What is required
Would you transcribe the listing that follows, character for character, and omit its images?

Information provided
++++++++++

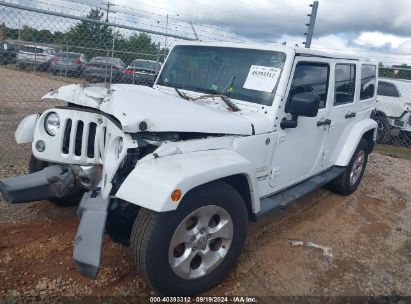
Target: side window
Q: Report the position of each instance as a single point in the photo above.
(368, 81)
(310, 77)
(344, 83)
(387, 89)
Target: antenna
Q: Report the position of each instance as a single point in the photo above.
(311, 24)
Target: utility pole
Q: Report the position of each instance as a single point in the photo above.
(310, 32)
(108, 6)
(165, 38)
(194, 30)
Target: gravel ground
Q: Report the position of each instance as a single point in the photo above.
(364, 240)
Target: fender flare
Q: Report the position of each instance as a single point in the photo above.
(25, 131)
(152, 181)
(352, 140)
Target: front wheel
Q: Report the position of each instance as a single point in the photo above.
(191, 249)
(349, 181)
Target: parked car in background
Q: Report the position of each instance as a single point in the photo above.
(142, 71)
(7, 53)
(393, 113)
(107, 69)
(68, 63)
(35, 56)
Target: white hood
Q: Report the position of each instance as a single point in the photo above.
(162, 112)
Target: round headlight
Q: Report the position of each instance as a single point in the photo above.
(119, 148)
(52, 123)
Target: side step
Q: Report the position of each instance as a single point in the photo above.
(289, 195)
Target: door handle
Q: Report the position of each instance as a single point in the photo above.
(350, 115)
(326, 122)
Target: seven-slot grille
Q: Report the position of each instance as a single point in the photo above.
(83, 139)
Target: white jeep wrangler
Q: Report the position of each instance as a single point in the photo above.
(229, 133)
(393, 108)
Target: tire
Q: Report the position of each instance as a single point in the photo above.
(384, 128)
(153, 233)
(36, 165)
(346, 183)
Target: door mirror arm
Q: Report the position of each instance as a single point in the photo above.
(289, 123)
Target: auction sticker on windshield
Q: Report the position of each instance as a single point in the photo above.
(262, 78)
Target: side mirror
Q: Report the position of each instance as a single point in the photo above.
(301, 104)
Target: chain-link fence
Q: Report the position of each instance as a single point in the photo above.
(393, 113)
(40, 50)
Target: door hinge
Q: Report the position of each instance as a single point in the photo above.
(274, 172)
(280, 138)
(324, 158)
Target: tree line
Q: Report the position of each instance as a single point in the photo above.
(92, 39)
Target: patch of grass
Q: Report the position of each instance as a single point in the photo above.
(398, 152)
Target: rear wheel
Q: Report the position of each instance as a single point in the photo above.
(36, 165)
(188, 251)
(349, 181)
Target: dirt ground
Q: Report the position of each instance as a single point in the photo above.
(366, 236)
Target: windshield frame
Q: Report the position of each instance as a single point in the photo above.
(278, 88)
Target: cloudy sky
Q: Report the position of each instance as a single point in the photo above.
(378, 28)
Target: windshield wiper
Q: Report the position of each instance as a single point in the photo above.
(224, 98)
(211, 94)
(182, 95)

++++++++++

Complete response
Target: side window
Q: Report the position of each instance as a single point in the photo above.
(368, 81)
(310, 77)
(344, 83)
(387, 89)
Target: antenna
Q: Report the position of each instance as a single point in the photo above.
(311, 24)
Target: utility pole
Q: Report the position of each instance as a single point in the photo above.
(310, 32)
(108, 6)
(165, 38)
(194, 30)
Target: gravel ground
Q: Report the position of each instance as a single point in the photo above.
(364, 240)
Target: fender flare
Q: Report the position of each instance as a single point in the photo above.
(25, 131)
(152, 181)
(352, 140)
Target: front wheel
Q: Report the position of each instance as a single point in the photo above.
(191, 249)
(349, 181)
Target: parked car in background
Q: Report the position of each instance as a single point in the photo above.
(142, 71)
(7, 53)
(393, 113)
(107, 69)
(68, 63)
(35, 56)
Target: white hood
Q: Report the position of each instance as a single point in the photo above.
(162, 112)
Target: round headlight
Q: Report the position of each instance as a single point in the photo above.
(119, 148)
(52, 123)
Target: side step
Q: Report the position of each instance as a single point in the photo above.
(289, 195)
Target: door handle
Q: Report the position of each instance as a single point in the photo above.
(350, 115)
(326, 122)
Target: seven-slot grille
Q: Report the position of each instance as a single point in the photo above.
(83, 139)
Target: white jeep wrangler
Q: Report the position of each instance as a single point in the photo above.
(229, 133)
(393, 108)
Target: tire
Q: Report the position of each instance as a single point in the photo above.
(384, 128)
(153, 233)
(36, 165)
(346, 183)
Target: door mirror arm
Q: Report the position of each instance as a single point in the photo above.
(289, 123)
Target: auction sticker on windshield
Q: Report the position of each instance as a single point in the photo above.
(262, 78)
Target: side mirror
Q: Report the position of each instance as a single point in the photo above.
(301, 104)
Target: chain-link fence
Q: Report the position of each instance as a single point in the photo above.
(393, 113)
(40, 50)
Target: door hinge
Q: Report the position of each instance as a single point in the photo above.
(274, 172)
(280, 138)
(324, 158)
Target: tree line
Q: Report the position of each instance as a single point in the photo above.
(92, 39)
Target: patch of grass
Q: Report the position of each instance as a single point in the photo above.
(398, 152)
Target: rear wheel
Q: Report the position of each instance as a single point in the photo above.
(36, 165)
(188, 251)
(349, 181)
Target: dirt ground
Q: Report the position of each instance as a single point in the photo above.
(366, 236)
Target: windshield frame
Q: Report the position of each instance as a single point in the photo above.
(278, 88)
Target: cloudy sky
Q: Report the position of each instance as a single point in the photo above.
(378, 28)
Target: windshield wiper
Q: Report the position of each instance as a single point in the photo above.
(224, 98)
(211, 94)
(182, 95)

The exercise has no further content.